Soal 1 — Temukan semua baris data yang memuat kata "green", lalu salin setiap baris tersebut; huruf besar dan huruf kecil dibedakan.

Teks Bacaan —
******

EmitenNews.com - Pertumbuhan ekonomi dan pasar modal Indonesia dinilai sejumlah pengamat ekonomi, dan analis cukup menjanjikan. Itu kendati dibayangi ketidakpastian, dan gejolak ekonomi global terus berlanjut.


Perekonomian dunia tengah menghadapi berbagai kondisi tidak kondusif. Mulai pengetatan kebijakan bank sentral, lonjakan suku bunga, dan laju inflasi. Kondisi itu, tentu berdampak pada seluruh sektor, dan pasar dunia, termasuk pasar modal. 


Syahda Sabrina, Research Assistant-Institute for Economic and Social Research LPEM-FEBUI, mengatakan pemulihan ekonomi dunia sedikit terhambat perang Rusia dan Ukraina. Di mana,  terjadi disrupsi suplai yang menyebabkan shortage beberapa komoditas sehingga harga meningkat tajam. Antara lain minyak mentah, gas alam, dan beberapa komoditas pangan.

******

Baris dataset
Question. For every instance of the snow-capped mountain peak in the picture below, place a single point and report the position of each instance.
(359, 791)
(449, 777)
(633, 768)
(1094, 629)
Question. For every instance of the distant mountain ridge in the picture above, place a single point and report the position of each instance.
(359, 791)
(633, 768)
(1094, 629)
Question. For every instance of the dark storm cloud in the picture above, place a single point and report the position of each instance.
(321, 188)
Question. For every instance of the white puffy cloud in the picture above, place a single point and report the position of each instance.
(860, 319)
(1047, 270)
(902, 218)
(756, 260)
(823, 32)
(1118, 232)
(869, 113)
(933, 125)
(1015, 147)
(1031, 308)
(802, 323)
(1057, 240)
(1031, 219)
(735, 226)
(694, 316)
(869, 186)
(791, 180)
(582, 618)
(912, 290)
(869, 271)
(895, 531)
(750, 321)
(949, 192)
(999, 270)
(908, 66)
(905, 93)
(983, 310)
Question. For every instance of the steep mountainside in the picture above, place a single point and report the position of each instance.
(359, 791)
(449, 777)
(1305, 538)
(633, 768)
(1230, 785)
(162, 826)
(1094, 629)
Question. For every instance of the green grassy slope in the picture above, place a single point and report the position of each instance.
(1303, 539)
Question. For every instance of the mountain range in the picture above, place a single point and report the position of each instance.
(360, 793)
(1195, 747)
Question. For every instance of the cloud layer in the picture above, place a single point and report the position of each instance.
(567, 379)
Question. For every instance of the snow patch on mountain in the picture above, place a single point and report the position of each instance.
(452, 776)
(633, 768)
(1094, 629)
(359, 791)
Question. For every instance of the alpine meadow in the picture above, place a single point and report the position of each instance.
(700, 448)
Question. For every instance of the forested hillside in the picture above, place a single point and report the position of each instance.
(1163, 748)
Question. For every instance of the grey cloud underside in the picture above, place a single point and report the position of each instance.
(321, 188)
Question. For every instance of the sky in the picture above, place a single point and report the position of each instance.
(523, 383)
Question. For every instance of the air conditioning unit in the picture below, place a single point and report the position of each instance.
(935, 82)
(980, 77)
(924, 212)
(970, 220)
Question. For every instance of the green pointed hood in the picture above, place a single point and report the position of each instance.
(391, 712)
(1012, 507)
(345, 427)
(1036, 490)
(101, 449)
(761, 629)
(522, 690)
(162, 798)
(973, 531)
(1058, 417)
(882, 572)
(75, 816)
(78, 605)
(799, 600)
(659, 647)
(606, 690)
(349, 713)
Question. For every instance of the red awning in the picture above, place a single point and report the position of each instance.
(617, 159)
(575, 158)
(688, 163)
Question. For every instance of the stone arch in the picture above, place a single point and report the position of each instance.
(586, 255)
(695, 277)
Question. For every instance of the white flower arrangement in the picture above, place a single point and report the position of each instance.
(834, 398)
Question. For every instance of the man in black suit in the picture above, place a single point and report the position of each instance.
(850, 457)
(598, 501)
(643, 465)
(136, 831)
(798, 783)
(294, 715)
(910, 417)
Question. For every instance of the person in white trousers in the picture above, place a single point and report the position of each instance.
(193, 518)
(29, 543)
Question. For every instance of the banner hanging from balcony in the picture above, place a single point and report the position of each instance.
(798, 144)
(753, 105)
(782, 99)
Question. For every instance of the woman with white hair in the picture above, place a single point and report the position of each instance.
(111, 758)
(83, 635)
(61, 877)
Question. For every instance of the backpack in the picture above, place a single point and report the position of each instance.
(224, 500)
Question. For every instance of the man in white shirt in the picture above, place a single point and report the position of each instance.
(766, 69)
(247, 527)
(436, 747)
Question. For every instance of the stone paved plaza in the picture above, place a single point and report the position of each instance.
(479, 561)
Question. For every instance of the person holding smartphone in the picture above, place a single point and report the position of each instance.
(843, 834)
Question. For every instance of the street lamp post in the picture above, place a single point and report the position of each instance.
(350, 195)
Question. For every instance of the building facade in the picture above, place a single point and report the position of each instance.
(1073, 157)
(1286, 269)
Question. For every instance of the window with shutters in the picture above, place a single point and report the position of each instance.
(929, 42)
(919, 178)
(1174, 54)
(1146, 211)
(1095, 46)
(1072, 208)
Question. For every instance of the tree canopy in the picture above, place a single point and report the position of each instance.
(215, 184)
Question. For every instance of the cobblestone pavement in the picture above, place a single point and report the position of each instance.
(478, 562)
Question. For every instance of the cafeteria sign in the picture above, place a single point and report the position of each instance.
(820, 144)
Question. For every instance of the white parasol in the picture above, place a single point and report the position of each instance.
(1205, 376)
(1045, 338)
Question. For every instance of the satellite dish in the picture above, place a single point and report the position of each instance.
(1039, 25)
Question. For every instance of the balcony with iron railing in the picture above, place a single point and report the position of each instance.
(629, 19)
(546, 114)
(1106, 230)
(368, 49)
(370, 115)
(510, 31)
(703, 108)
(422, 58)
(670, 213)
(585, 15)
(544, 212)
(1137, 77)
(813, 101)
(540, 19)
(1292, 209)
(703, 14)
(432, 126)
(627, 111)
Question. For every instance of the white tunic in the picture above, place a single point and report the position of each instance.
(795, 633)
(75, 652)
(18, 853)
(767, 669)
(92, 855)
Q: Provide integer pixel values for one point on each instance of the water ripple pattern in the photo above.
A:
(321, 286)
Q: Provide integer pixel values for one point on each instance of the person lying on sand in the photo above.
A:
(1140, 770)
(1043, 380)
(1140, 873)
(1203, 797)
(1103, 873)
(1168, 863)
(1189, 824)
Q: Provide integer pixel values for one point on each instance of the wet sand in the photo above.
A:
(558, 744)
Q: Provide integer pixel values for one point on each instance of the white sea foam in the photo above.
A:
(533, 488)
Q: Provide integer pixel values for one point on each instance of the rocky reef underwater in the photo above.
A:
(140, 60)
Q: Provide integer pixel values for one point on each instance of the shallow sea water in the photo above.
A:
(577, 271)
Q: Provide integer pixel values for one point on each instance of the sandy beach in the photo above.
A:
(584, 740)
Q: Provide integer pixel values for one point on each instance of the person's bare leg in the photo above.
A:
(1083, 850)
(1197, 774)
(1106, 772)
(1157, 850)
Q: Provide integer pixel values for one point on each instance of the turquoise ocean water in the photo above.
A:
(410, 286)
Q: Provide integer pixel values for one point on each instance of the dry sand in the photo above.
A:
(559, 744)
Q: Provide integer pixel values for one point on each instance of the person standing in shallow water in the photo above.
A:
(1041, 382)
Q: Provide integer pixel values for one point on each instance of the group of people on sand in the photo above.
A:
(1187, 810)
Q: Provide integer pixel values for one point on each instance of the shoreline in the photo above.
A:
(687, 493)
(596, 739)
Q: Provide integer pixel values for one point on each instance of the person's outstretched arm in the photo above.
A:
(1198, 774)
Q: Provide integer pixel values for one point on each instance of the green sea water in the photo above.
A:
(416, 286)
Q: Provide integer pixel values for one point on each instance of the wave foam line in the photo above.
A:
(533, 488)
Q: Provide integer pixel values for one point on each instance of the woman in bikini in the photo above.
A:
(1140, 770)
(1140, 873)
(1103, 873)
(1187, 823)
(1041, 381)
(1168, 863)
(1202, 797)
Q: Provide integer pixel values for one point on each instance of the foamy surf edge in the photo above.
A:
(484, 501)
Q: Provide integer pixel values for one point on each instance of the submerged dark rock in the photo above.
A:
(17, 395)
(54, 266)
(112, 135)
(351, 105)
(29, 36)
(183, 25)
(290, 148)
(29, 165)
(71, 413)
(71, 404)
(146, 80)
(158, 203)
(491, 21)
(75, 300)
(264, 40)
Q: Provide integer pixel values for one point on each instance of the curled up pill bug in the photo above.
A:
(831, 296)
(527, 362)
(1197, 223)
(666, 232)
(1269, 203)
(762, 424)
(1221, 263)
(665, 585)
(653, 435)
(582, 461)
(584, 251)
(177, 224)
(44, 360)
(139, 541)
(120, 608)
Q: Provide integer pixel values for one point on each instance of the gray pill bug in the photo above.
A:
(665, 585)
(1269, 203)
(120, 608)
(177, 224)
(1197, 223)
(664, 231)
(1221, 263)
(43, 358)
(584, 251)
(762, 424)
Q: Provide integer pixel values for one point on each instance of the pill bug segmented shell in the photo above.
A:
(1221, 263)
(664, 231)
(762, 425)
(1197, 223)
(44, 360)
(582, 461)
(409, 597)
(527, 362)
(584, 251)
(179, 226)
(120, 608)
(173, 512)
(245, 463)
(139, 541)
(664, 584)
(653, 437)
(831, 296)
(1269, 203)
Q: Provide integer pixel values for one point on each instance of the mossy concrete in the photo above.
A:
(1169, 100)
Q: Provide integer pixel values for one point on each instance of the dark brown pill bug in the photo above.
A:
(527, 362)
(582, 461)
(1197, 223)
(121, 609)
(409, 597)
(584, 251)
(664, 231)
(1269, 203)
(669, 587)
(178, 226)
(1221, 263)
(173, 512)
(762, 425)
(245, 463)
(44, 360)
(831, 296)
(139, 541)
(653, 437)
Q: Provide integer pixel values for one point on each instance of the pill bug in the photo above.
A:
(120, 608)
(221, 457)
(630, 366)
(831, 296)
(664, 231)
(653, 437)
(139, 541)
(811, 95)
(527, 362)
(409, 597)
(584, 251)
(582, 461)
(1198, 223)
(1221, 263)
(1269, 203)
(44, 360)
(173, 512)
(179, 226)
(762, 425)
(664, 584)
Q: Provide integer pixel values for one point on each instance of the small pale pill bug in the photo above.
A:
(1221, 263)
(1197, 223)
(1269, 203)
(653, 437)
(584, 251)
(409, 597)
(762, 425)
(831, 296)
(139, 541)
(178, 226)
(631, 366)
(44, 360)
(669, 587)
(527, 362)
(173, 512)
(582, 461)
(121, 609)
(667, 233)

******

Soal 2 — Tentukan apakah setiap pernyataan berikut sesuai dengan teks bacaan, jawab ya atau tidak, dan kutip kata-kata dari teks bacaan yang menjadi penentunya: (a) Syahda Sabrina menyebut perang Rusia dan Ukraina menghambat pemulihan ekonomi dunia; (b) pasar modal tidak terdampak oleh kondisi perekonomian dunia yang tidak kondusif; (c) gas alam termasuk komoditas yang harganya meningkat tajam.

Jawaban Diharapkan 1 —
Question. For every instance of the green grassy slope in the picture above, place a single point and report the position of each instance.
Question. For every instance of the green pointed hood in the picture above, place a single point and report the position of each instance.
Q: Provide integer pixel values for one point on each instance of the green sea water in the photo above.

Jawaban Diharapkan 2 —
(a) Ya: "pemulihan ekonomi dunia sedikit terhambat perang Rusia dan Ukraina"
(b) Tidak: "berdampak pada seluruh sektor, dan pasar dunia, termasuk pasar modal"
(c) Ya: "Antara lain minyak mentah, gas alam, dan beberapa komoditas pangan."